YOUR GOAL: Each line of the records that holds the word "soccer" should be copied out.

RECORDS SUPPLIED:
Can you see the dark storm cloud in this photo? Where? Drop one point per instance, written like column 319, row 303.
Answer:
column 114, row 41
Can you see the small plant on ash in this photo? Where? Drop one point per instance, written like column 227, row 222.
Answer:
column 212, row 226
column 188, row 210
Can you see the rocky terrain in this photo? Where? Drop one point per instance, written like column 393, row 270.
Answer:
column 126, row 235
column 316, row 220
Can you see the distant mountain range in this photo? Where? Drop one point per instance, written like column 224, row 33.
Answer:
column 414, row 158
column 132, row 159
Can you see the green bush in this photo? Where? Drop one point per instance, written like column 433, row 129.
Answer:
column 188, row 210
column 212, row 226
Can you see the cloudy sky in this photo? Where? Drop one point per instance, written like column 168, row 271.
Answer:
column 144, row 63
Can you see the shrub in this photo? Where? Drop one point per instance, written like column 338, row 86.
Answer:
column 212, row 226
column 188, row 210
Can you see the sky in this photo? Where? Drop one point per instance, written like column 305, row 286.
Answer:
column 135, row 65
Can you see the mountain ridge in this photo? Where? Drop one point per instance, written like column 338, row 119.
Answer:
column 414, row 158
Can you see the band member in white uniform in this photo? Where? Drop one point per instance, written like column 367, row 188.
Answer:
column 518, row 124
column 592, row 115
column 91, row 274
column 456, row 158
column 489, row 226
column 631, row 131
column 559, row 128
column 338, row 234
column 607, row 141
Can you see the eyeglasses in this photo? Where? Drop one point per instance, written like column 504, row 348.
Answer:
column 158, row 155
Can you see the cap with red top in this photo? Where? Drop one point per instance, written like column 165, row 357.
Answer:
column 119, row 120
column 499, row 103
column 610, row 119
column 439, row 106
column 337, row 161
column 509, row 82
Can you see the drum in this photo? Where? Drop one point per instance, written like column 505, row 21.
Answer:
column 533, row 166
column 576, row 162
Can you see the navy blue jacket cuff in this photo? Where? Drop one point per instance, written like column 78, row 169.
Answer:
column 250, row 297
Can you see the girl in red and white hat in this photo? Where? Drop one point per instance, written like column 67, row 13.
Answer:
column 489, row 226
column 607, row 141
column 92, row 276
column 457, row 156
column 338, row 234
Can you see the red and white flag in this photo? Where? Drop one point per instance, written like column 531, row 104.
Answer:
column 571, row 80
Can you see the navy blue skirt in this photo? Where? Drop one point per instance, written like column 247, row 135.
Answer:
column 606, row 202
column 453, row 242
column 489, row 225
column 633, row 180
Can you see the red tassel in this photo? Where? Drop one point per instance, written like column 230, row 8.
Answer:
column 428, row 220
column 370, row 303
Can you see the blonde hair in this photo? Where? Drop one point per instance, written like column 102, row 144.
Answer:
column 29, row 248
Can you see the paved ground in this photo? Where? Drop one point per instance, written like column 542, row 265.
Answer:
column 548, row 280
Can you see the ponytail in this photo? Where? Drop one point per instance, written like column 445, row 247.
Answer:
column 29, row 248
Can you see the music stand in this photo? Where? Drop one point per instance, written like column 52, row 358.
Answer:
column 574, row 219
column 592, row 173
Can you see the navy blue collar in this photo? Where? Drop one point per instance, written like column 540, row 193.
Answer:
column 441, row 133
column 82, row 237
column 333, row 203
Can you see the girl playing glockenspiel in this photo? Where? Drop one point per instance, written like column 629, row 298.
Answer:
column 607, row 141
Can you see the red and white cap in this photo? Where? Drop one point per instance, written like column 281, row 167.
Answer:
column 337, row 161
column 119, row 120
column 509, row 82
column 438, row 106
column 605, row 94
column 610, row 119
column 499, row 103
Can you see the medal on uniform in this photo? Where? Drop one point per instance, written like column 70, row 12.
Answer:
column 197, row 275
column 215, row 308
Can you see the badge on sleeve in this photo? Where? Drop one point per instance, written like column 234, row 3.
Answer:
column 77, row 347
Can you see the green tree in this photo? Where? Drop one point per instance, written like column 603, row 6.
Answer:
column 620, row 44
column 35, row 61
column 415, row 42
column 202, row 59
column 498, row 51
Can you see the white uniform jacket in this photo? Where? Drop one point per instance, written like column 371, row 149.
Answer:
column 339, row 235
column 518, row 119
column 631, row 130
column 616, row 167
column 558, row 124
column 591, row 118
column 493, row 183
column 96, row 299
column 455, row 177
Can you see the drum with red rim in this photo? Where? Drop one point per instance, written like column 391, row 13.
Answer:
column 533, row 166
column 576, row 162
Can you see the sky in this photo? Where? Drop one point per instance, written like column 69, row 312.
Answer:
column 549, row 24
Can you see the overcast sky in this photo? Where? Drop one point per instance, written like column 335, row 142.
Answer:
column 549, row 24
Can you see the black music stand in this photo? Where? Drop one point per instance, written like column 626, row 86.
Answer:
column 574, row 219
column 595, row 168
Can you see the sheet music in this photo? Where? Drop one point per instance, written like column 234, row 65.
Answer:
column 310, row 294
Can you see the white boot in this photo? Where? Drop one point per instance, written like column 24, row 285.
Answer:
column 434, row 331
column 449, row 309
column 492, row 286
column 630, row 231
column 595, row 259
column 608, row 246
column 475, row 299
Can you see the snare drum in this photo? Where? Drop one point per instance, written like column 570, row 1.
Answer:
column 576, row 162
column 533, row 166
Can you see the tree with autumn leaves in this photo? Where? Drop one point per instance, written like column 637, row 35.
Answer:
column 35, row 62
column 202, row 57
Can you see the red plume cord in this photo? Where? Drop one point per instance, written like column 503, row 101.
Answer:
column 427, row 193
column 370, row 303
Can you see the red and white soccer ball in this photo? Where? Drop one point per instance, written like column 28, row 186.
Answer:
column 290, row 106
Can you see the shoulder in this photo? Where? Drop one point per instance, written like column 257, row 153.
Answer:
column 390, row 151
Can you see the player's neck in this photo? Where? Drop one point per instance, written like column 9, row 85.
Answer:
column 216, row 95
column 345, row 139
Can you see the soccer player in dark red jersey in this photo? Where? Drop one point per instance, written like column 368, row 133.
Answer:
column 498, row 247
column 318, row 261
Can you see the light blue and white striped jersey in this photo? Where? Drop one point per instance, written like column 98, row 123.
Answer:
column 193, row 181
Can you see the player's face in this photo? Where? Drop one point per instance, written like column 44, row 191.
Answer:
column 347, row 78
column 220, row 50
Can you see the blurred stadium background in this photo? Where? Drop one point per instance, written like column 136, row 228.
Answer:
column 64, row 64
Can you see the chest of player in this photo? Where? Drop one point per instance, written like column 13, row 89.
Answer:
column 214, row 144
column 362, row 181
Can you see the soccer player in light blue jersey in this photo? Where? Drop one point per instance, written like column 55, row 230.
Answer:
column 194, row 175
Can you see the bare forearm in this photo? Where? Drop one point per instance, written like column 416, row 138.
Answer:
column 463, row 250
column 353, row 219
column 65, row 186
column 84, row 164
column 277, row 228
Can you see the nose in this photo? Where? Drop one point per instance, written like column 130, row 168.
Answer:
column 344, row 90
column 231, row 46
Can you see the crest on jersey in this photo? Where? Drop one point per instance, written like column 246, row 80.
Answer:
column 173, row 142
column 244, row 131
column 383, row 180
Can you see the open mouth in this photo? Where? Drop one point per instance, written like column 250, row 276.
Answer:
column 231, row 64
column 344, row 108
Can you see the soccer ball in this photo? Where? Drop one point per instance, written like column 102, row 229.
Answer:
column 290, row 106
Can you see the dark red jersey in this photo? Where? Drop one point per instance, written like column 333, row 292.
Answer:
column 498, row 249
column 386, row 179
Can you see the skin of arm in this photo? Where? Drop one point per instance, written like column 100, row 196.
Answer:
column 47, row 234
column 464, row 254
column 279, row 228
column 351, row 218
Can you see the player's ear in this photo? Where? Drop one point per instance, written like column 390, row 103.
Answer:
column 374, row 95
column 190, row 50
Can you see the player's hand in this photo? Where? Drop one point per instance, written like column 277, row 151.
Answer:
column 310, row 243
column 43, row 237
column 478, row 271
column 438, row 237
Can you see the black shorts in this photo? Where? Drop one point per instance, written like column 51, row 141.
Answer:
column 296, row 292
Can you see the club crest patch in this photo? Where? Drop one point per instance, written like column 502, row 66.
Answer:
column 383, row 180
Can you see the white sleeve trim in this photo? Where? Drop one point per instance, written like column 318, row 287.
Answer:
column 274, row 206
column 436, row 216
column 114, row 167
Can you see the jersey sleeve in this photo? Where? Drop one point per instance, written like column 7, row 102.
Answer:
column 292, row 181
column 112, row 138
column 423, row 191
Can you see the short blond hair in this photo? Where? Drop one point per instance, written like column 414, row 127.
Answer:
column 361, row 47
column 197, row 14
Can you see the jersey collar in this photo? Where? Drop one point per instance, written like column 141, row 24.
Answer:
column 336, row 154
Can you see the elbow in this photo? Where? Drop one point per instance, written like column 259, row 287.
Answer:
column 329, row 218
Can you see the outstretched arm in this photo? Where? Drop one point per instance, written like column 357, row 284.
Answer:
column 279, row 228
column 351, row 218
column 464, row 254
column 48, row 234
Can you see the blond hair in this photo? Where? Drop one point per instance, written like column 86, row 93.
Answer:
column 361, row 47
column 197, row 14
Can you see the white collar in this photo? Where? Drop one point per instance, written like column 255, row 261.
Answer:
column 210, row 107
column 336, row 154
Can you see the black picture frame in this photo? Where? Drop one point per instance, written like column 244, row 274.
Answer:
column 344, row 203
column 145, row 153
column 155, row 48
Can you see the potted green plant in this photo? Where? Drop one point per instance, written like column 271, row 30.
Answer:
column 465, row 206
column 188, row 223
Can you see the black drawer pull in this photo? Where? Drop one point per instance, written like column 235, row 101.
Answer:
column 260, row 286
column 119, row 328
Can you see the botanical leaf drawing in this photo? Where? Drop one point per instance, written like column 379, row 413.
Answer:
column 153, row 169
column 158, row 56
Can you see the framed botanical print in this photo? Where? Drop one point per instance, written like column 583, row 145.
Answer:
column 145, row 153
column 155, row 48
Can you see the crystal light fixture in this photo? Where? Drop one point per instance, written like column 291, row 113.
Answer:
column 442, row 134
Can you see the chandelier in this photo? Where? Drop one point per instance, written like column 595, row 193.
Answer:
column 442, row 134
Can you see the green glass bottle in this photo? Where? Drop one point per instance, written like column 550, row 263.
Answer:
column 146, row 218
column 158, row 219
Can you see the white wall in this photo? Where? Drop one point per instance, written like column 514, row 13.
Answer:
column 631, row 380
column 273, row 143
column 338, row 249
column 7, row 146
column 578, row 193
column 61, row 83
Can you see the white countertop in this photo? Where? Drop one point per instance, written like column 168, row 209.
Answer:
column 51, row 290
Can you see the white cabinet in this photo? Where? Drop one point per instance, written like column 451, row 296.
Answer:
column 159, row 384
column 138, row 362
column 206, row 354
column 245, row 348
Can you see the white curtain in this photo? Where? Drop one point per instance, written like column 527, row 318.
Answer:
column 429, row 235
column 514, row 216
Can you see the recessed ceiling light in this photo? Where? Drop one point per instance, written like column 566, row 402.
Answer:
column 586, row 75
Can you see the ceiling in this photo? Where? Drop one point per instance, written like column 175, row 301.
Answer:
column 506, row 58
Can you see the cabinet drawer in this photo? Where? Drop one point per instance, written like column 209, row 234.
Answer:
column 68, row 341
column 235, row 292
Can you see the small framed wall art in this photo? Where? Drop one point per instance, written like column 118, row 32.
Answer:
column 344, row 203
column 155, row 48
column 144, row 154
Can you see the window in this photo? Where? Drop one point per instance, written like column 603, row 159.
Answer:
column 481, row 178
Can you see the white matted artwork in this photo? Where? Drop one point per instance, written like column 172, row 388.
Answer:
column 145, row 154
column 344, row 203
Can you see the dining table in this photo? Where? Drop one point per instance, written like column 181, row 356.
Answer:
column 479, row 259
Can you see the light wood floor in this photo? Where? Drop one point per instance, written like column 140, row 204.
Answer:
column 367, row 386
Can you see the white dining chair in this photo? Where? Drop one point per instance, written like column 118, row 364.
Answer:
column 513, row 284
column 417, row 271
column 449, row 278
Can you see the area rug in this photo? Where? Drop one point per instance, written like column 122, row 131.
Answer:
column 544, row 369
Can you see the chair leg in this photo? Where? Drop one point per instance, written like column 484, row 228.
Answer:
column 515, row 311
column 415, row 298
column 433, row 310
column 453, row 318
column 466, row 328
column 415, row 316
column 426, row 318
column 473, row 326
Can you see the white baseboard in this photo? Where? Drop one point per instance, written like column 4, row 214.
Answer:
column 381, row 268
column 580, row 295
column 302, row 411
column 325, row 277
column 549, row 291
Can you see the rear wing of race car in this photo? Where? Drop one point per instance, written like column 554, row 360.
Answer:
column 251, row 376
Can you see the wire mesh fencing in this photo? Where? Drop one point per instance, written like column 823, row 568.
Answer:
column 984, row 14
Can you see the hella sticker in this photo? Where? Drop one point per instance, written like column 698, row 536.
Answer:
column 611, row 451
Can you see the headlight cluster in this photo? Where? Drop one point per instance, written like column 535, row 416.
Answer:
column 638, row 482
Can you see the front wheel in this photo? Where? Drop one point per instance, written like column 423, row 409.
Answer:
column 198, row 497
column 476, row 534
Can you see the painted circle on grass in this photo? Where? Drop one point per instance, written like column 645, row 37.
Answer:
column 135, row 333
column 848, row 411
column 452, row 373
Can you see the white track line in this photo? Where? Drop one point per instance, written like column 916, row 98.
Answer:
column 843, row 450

EXERCISE RESULT:
Can you see the red and white soccer ball in this photo? Where? Drop one point per instance, written like column 28, row 186.
Can you see the soccer player in dark red jersey in this photo? Where? Drop one point per instance, written like column 368, row 133.
Can you see the soccer player in light blue jersey in this photo? Where? Drop one point per instance, written like column 55, row 230.
Can you see the soccer ball in this photo? Where? Drop one point per instance, written like column 102, row 229.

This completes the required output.